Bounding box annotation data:
********

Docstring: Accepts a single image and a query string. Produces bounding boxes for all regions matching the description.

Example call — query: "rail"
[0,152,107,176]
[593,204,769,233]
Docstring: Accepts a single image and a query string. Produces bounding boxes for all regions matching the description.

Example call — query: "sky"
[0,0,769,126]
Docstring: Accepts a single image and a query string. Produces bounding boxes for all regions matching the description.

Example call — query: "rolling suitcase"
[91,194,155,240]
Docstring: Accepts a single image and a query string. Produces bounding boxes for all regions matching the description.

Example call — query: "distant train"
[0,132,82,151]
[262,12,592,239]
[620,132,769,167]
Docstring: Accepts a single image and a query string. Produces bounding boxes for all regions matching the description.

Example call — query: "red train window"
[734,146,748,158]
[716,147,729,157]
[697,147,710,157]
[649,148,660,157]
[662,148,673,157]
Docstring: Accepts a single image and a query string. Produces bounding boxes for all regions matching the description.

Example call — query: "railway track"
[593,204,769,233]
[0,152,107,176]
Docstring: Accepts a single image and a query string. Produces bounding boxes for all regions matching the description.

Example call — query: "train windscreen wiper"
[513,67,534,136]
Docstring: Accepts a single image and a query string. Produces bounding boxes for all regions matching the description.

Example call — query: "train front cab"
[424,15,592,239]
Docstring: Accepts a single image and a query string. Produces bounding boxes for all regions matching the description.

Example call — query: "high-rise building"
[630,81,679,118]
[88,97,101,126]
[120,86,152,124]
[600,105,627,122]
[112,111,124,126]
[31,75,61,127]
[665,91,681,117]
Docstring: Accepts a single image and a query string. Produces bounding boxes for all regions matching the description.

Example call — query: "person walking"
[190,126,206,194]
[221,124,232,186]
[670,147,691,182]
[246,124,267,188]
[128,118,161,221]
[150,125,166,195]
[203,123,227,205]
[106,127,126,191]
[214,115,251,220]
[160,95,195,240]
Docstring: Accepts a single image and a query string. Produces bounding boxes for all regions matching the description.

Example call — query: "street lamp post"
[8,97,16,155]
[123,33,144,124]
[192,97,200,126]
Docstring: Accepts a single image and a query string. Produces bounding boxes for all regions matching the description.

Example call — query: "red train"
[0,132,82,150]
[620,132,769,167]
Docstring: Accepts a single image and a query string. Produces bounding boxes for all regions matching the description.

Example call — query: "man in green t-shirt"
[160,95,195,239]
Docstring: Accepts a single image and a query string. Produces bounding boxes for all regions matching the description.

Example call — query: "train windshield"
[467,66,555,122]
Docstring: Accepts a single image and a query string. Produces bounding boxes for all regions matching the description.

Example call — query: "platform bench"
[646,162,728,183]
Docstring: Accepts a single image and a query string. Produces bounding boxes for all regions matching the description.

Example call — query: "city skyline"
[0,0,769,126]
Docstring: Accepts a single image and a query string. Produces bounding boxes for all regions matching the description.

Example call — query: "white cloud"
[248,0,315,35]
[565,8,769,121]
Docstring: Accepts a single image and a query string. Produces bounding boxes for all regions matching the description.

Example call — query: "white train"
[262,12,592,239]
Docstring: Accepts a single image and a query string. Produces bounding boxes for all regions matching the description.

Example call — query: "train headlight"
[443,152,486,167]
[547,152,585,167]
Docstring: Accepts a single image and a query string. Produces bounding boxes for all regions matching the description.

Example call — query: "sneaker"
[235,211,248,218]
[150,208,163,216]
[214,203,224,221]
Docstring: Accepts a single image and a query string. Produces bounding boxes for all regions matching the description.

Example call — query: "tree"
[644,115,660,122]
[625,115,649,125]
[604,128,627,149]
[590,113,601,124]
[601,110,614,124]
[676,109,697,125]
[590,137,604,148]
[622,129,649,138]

********

Objective: Rewrite the data from the beginning through the line containing "[91,194,155,240]", inclusive, changing "rolling suitcase" to "wheeled suitcase" and leaving everything else the same.

Exercise output:
Docstring: Accepts a single image and a query string. Produces bounding boxes for all regions matching the description.

Example call — query: "rail"
[0,152,107,176]
[593,204,769,233]
Docstring: Accepts a single image and a query string. Produces bounding boxes for all regions matching the description.

Example call — query: "sky"
[0,0,769,126]
Docstring: Accepts a single image and a query string. Produces bounding boxes for all regions matching the description.

Example call — query: "wheeled suitcase"
[91,194,155,240]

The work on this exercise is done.